-- Opening Marker --

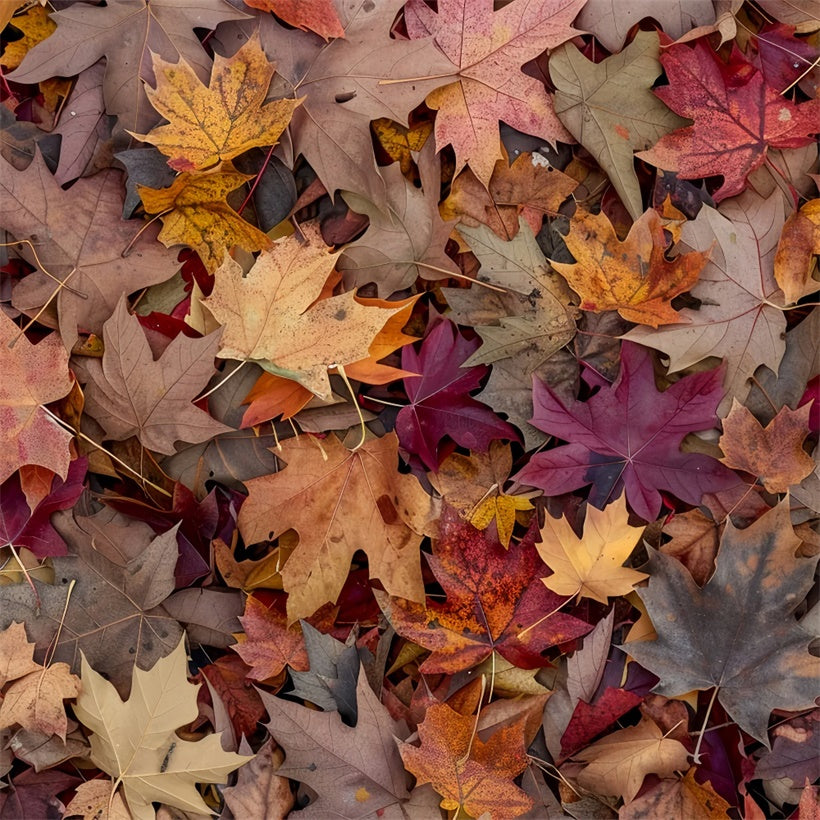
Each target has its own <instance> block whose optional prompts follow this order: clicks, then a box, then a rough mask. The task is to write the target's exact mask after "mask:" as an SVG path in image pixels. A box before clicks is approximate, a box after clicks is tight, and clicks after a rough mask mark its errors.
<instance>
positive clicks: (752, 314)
mask: <svg viewBox="0 0 820 820" xmlns="http://www.w3.org/2000/svg"><path fill="white" fill-rule="evenodd" d="M783 216H784V214H783V199H782V196H781V194H780V193H779V192H778V191H775V192H774V193H773V194H772V195H771V196H770V197H768V198H767V199H761V198H760V197H758V196H757V195H756V194H754V193H753V192H752V191H748V192H747V193H745V194H743V196H740V197H737V198H735V199H732V200H730V201H729V202H726V203H724V204H723V205H722V206H721V209H720V211H716V210H714V209H712V208H709V207H708V206H704V207H703V208H702V209H701V211H700V213H699V214H698V216H697V219H695V220H693V221H691V222H687V223H686V224H685V225H684V226H683V229H682V231H681V242H680V247H681V249H682V250H685V249H691V250H694V251H709V252H710V253H709V261H708V262H707V263H706V267H705V268H704V269H703V270H702V271H701V274H700V279H699V280H698V282H697V284H695V286H694V287H693V288H692V291H691V293H692V296H694V297H695V298H696V299H698V300H700V303H701V304H700V306H699V307H698V308H697V309H693V308H683V309H682V310H681V311H680V312H679V315H680V318H681V322H680V323H679V324H678V325H673V326H669V327H662V328H658V329H657V330H650V329H649V328H645V327H636V328H633V329H632V330H630V331H629V332H628V333H627V334H626V335H625V338H627V339H632V340H634V341H636V342H640V343H641V344H643V345H647V346H648V347H654V348H655V349H657V350H661V351H663V352H664V353H665V354H666V355H667V356H668V357H669V369H670V371H671V372H674V371H676V370H683V369H684V368H687V367H690V366H691V365H693V364H696V363H697V362H699V361H701V360H703V359H705V358H707V357H708V356H718V357H721V358H723V359H725V360H726V363H727V367H726V375H725V377H724V385H725V386H726V390H727V401H728V397H731V396H736V397H737V398H738V399H739V400H741V401H742V400H743V399H744V398H745V397H746V394H747V393H748V390H749V386H748V379H750V378H751V377H752V376H753V375H754V372H755V370H756V369H757V368H758V367H759V366H760V365H761V364H765V365H766V366H767V367H768V368H769V369H771V370H773V371H774V372H775V373H776V372H777V370H778V365H779V364H780V360H781V358H782V357H783V351H784V350H785V343H784V341H783V338H782V334H783V331H784V330H785V328H786V319H785V317H784V315H783V311H782V310H781V309H779V308H778V307H777V304H778V303H779V302H781V301H782V297H781V296H780V294H779V293H778V287H777V283H776V282H775V281H774V276H773V274H772V262H773V257H774V254H775V248H776V246H777V240H778V236H779V234H780V229H781V227H782V225H783Z"/></svg>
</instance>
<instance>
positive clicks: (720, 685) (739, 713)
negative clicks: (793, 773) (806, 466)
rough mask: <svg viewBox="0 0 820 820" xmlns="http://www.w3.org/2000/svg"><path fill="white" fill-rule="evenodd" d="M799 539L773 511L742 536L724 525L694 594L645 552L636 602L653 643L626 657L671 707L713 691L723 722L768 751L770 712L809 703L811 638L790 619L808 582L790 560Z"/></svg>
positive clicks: (815, 676)
mask: <svg viewBox="0 0 820 820" xmlns="http://www.w3.org/2000/svg"><path fill="white" fill-rule="evenodd" d="M799 545H800V539H799V538H797V536H796V535H795V534H794V532H793V530H792V527H791V523H790V522H789V503H788V501H784V502H782V503H781V504H780V505H778V506H777V507H775V508H774V509H773V510H771V511H770V512H768V513H766V514H764V515H763V516H761V517H760V518H759V519H758V520H757V521H755V522H754V523H753V524H752V525H750V526H749V527H747V528H746V529H745V530H738V529H735V527H734V526H733V525H732V523H731V520H728V521H727V523H726V530H725V531H724V534H723V539H722V541H721V547H720V551H719V552H718V556H717V562H716V563H717V569H716V570H715V574H714V575H713V576H712V577H711V578H710V579H709V582H708V583H707V584H706V585H705V586H704V587H703V588H702V589H701V588H700V587H698V585H697V584H696V583H695V582H694V581H693V580H692V576H691V575H690V574H689V572H688V571H687V570H686V569H685V568H684V567H683V565H682V564H681V563H680V562H679V561H678V560H677V559H676V558H672V557H671V556H669V555H665V554H664V553H661V552H655V551H650V559H649V576H650V578H649V586H648V587H647V588H646V589H639V590H638V594H639V595H640V596H641V599H642V600H643V602H644V603H645V604H646V608H647V609H648V611H649V616H650V617H651V618H652V623H653V624H654V625H655V629H656V631H657V633H658V637H657V640H655V641H641V642H638V643H629V644H628V645H627V651H628V652H629V653H630V654H631V655H632V656H633V657H634V658H635V659H636V660H637V661H638V663H640V664H641V665H642V666H645V667H646V668H647V669H649V670H650V671H651V672H653V673H655V674H657V675H659V676H660V678H661V681H660V683H659V684H658V685H657V686H656V687H655V689H654V690H653V691H655V692H658V693H659V694H662V695H664V696H666V697H677V696H679V695H684V694H686V693H687V692H691V691H692V690H694V689H711V688H712V687H714V686H717V687H718V693H717V697H718V700H719V701H720V702H721V703H722V704H723V706H724V708H725V709H726V711H727V712H728V713H729V715H730V717H731V718H732V719H733V720H735V721H736V722H737V723H738V725H739V726H740V727H741V728H743V729H745V730H746V731H747V732H748V733H749V734H751V735H752V736H753V737H756V738H757V739H758V740H761V741H763V742H764V743H767V744H768V740H767V736H766V727H767V725H768V721H769V715H770V713H771V711H772V709H794V710H797V709H808V708H811V707H812V706H813V705H814V698H815V696H816V695H817V671H818V661H817V658H815V657H814V656H812V655H810V654H809V652H808V645H809V643H810V642H811V635H809V633H808V632H807V631H805V630H804V629H802V628H801V627H800V626H799V625H798V623H797V621H796V620H795V618H794V615H793V612H794V609H795V607H797V605H798V604H799V603H801V601H802V600H803V599H804V598H805V596H806V594H807V593H808V591H809V589H810V588H811V586H812V584H813V582H814V567H815V565H816V563H817V556H815V557H814V558H803V557H795V551H796V550H797V548H798V546H799Z"/></svg>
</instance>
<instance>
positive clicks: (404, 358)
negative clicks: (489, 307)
mask: <svg viewBox="0 0 820 820" xmlns="http://www.w3.org/2000/svg"><path fill="white" fill-rule="evenodd" d="M478 347H479V344H478V342H477V341H476V340H472V341H468V340H467V339H465V338H464V337H463V336H462V335H461V334H460V333H459V332H458V328H457V327H456V326H455V325H454V324H453V323H452V322H450V321H448V320H447V319H441V320H440V321H439V322H438V323H437V324H436V325H435V327H434V328H433V329H432V330H431V331H430V333H429V334H428V335H427V338H426V339H425V340H424V342H422V345H421V349H420V350H419V352H418V353H416V352H415V351H414V350H413V348H411V347H405V348H404V349H403V350H402V357H401V364H402V367H403V368H404V369H405V370H408V371H410V372H411V373H418V374H419V376H420V377H419V378H410V379H405V380H404V389H405V392H406V393H407V398H408V399H409V400H410V404H409V405H408V406H407V407H403V408H402V409H401V410H399V414H398V416H397V417H396V432H397V433H398V436H399V443H400V444H401V446H402V448H403V449H405V450H407V451H408V452H410V453H413V454H415V455H418V456H419V457H420V458H421V460H422V462H424V464H425V465H426V466H427V468H428V469H430V470H433V471H434V472H435V470H436V469H437V468H438V464H439V456H438V448H439V445H440V442H441V440H442V439H443V438H444V437H445V436H448V437H449V438H451V439H452V440H453V441H455V442H456V444H460V445H461V446H463V447H469V448H471V449H473V450H484V451H486V450H487V448H488V447H489V444H490V441H491V440H492V439H499V438H505V439H513V440H517V439H518V433H517V431H516V430H515V428H514V427H512V425H510V424H508V423H507V422H505V421H502V420H501V419H500V418H498V416H496V415H495V413H493V411H492V410H491V409H490V408H489V407H487V406H486V405H485V404H482V403H481V402H478V401H476V400H475V399H473V398H471V397H470V395H469V394H470V391H471V390H476V389H477V388H478V386H479V384H480V382H481V380H482V378H484V376H485V375H486V373H487V368H486V366H483V365H482V366H478V367H472V368H464V367H463V364H464V362H465V361H467V359H468V358H469V357H470V354H471V353H473V352H474V351H475V350H476V349H477V348H478Z"/></svg>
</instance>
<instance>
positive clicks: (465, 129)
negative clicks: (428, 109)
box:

-- Closing Marker --

# Directive
Reproduce the listing from its first line through the line containing "positive clicks: (752, 314)", with "rough mask" switched to "coarse mask" and nothing else altered. Omit the pictures.

# Task response
Each target has its own <instance> block whose optional prompts follow this order: clicks, then a box, then a coarse mask. The task is to write the target's exact mask after "mask:" as an SVG path in image pixels. A box before clicks is approximate, a box after clicks is tight, and clicks after a coarse mask mark its errors.
<instance>
positive clicks: (752, 314)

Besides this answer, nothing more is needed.